What you should do - Output, line for line and unchanged, the stretch of items below from the line containing "Could you please mark the sky" through the end, with the pictures left out.

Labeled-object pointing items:

╔══

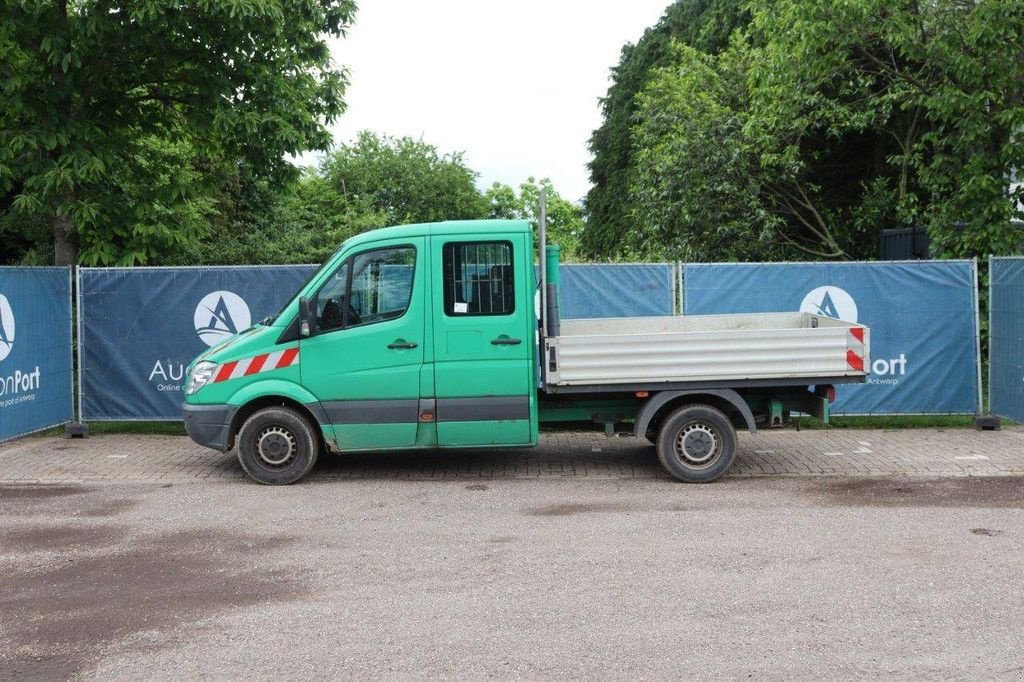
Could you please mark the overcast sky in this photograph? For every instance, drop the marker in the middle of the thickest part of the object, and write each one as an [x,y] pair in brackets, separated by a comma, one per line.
[512,84]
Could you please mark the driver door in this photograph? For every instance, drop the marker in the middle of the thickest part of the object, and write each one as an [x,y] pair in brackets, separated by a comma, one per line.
[364,360]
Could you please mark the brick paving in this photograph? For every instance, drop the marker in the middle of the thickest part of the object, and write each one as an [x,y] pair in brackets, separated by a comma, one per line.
[566,455]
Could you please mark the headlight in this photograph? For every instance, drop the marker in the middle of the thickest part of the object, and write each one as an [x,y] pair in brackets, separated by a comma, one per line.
[200,377]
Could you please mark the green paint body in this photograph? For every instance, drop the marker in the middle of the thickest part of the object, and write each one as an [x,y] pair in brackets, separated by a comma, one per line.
[438,374]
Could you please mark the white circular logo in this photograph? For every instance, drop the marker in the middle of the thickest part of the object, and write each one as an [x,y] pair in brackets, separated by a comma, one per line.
[830,302]
[219,315]
[6,328]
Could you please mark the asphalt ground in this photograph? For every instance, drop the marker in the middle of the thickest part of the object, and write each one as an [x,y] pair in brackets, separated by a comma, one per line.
[904,576]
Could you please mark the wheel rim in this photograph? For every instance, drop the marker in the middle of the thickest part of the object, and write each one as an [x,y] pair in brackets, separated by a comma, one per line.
[275,446]
[697,444]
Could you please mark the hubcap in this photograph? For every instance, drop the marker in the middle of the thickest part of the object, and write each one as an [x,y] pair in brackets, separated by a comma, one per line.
[697,444]
[275,446]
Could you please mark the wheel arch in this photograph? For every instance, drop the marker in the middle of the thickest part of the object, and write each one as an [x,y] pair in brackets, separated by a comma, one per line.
[723,398]
[249,409]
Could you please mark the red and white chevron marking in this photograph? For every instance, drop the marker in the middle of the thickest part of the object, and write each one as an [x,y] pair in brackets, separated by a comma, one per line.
[257,365]
[856,344]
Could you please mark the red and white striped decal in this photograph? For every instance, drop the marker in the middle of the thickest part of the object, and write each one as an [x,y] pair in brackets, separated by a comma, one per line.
[855,346]
[257,365]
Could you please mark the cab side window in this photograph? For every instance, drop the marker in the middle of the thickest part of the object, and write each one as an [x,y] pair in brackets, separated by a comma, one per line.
[371,287]
[478,279]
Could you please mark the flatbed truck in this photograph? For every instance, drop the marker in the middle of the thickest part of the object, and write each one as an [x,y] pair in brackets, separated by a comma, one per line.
[444,336]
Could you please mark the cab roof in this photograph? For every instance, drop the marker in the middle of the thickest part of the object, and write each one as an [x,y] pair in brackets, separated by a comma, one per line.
[452,227]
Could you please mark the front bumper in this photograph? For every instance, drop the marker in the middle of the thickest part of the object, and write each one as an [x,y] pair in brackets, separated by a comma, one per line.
[209,425]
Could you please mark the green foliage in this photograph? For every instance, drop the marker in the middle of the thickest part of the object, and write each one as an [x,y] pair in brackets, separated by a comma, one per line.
[406,179]
[705,25]
[107,103]
[564,219]
[302,224]
[695,189]
[822,123]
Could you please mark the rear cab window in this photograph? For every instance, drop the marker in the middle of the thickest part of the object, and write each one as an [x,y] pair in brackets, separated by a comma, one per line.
[478,279]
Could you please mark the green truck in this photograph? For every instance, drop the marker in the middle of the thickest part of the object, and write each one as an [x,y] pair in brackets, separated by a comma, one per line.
[444,335]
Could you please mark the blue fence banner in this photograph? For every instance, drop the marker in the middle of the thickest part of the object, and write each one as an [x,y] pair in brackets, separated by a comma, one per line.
[139,328]
[1006,338]
[36,374]
[923,316]
[612,290]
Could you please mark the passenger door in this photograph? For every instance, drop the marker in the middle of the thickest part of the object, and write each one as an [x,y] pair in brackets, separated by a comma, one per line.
[365,359]
[483,340]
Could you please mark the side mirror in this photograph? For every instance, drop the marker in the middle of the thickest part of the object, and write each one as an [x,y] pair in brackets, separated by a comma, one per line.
[305,317]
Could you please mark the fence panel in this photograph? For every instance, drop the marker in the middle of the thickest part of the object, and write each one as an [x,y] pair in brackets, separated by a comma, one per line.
[36,375]
[613,290]
[139,328]
[1006,338]
[923,316]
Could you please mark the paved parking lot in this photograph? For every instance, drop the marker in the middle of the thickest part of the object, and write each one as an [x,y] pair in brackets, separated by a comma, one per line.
[835,555]
[578,455]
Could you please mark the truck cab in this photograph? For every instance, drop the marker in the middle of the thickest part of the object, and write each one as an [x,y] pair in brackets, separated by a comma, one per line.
[410,337]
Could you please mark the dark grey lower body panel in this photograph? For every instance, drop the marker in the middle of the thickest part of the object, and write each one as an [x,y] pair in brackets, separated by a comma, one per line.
[483,409]
[209,425]
[695,385]
[371,412]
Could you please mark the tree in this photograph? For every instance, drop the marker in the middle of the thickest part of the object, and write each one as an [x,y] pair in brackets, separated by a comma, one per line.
[406,179]
[564,219]
[822,123]
[705,25]
[944,80]
[95,92]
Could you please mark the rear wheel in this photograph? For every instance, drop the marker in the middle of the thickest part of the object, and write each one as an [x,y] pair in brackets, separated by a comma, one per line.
[696,443]
[278,445]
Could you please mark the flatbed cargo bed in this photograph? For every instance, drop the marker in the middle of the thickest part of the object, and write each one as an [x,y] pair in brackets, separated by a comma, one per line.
[775,348]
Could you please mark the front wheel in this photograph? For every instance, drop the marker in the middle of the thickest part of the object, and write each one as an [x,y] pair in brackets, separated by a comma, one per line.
[278,445]
[696,443]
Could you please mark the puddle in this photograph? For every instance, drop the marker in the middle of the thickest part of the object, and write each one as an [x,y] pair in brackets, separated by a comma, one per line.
[103,588]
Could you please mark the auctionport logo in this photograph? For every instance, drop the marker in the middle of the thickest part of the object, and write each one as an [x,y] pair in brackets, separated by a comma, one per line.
[6,328]
[837,303]
[220,314]
[830,302]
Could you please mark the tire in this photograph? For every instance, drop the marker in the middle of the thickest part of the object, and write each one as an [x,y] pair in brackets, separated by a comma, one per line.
[278,445]
[696,443]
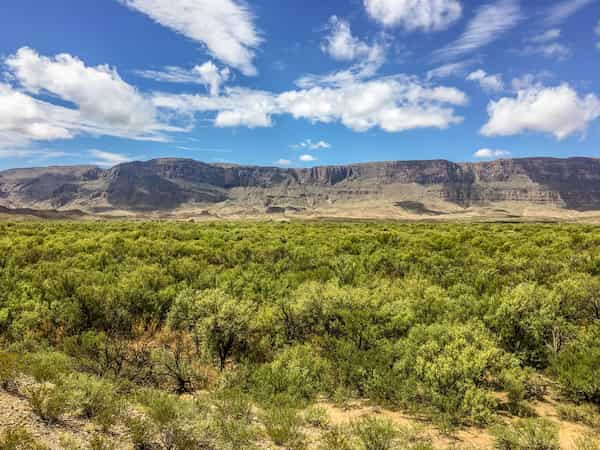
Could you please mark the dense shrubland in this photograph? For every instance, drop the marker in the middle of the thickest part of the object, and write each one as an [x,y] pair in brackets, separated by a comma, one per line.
[192,336]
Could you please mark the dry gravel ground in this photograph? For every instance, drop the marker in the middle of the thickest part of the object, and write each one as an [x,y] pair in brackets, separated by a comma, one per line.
[15,411]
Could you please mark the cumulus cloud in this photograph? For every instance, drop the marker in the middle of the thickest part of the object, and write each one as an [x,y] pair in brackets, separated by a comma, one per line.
[105,103]
[393,104]
[547,36]
[490,22]
[309,144]
[108,159]
[207,74]
[225,27]
[23,118]
[490,83]
[559,111]
[427,15]
[547,45]
[341,45]
[488,153]
[449,69]
[37,154]
[561,11]
[307,158]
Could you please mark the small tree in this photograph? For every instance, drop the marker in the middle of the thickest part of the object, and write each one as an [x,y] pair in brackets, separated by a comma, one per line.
[216,319]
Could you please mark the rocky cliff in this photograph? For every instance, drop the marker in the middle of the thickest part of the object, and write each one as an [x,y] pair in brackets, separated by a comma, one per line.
[167,184]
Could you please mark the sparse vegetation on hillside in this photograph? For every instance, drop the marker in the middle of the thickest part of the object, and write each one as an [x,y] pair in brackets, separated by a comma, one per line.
[185,336]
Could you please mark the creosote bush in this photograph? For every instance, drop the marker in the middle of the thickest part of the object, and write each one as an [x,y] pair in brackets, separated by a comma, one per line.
[441,320]
[375,433]
[527,434]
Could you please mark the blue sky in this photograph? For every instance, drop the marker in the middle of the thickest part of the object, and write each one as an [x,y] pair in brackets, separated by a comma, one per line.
[297,82]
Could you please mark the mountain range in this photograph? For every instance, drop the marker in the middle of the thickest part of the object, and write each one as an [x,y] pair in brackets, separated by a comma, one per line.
[395,189]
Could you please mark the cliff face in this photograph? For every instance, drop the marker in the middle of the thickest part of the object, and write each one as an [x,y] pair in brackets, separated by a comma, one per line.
[165,184]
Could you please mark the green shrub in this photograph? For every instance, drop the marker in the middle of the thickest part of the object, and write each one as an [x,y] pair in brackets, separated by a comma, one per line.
[171,418]
[587,414]
[447,367]
[98,442]
[577,366]
[375,433]
[527,434]
[414,438]
[141,431]
[9,371]
[19,439]
[282,425]
[232,418]
[48,401]
[337,438]
[96,399]
[317,417]
[296,372]
[47,366]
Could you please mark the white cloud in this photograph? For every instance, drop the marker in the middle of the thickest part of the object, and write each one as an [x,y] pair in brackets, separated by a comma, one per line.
[309,144]
[37,154]
[393,104]
[415,14]
[207,74]
[561,11]
[108,159]
[341,45]
[490,22]
[23,118]
[490,83]
[547,45]
[105,103]
[558,110]
[212,77]
[551,50]
[307,158]
[225,27]
[449,69]
[547,36]
[487,153]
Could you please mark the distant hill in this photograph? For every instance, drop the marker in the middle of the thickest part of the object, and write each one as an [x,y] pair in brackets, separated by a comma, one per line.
[435,187]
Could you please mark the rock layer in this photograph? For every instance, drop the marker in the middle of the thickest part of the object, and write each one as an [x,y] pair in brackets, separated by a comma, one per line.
[166,184]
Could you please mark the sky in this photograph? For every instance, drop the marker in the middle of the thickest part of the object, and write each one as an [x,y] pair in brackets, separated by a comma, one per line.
[297,82]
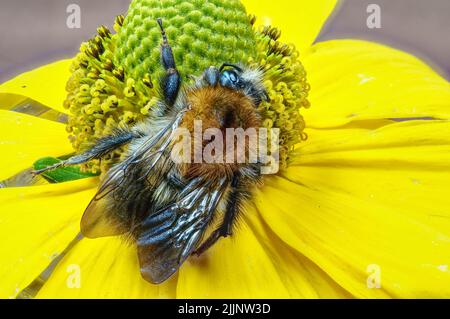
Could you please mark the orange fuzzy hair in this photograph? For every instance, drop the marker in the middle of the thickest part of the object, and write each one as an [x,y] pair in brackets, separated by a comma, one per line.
[221,108]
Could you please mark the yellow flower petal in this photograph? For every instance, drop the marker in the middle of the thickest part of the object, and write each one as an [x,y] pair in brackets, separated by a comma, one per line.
[45,85]
[301,277]
[236,267]
[362,200]
[36,224]
[107,268]
[25,139]
[299,20]
[357,80]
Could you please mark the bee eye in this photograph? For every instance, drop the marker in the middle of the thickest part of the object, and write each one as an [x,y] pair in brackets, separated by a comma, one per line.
[229,78]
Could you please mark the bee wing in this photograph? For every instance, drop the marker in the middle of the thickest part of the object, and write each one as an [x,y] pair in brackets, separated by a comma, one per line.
[169,236]
[125,183]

╚══

Solution to the exercise -
Could you please mark the sky in this photograph? For every instance, drop the marker in the middle of the thickest part of the object, and write each one as an [x,y] pair in brackets, separated by a comma, one per line.
[297,82]
Could you please mark the orange fuzzy hair in this photograph? For every instance, drop the marker in the middle of the thickest part of the object, and write each one as an [x,y] pair in brackets, separated by a comma, one per line.
[221,108]
Could you please mark the yellow flower petal in this photograph? For every instance, drop the marker in the middle of the thickest part of the object, and write each one as an [x,y] pair in brackets, separated by a comma, one per line.
[45,85]
[301,277]
[236,267]
[362,200]
[36,224]
[107,268]
[25,139]
[299,20]
[357,80]
Could you please mark the bee eye in this photograph? For every instance, drop the marker in the middle of the thickest part of the object, and write each one as an [x,y] pair in brackets, separated by a comma, one per line.
[229,78]
Could you please mark the bee wing in this photograph? For every instance, drop the marker in the middle of the thickest part of the object, and write each one as an [x,y] pair in brackets, separated by a comma, one per line.
[169,236]
[125,183]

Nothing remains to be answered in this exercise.